Recast the data below as a numbered list, leaving out any blank lines.

— Start Available data —

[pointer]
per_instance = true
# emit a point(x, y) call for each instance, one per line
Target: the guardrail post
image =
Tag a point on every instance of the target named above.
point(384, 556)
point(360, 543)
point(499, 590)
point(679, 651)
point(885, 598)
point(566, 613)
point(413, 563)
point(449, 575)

— End Available data —

* _Solution_:
1. [pointer]
2. per_instance = true
3. # emit a point(x, y) call for each instance, one per line
4. Target: the guardrail post
5. image =
6. Tag a point on every instance of the target named above.
7. point(384, 556)
8. point(360, 543)
9. point(499, 590)
10. point(679, 651)
11. point(885, 598)
12. point(566, 613)
13. point(413, 563)
14. point(449, 575)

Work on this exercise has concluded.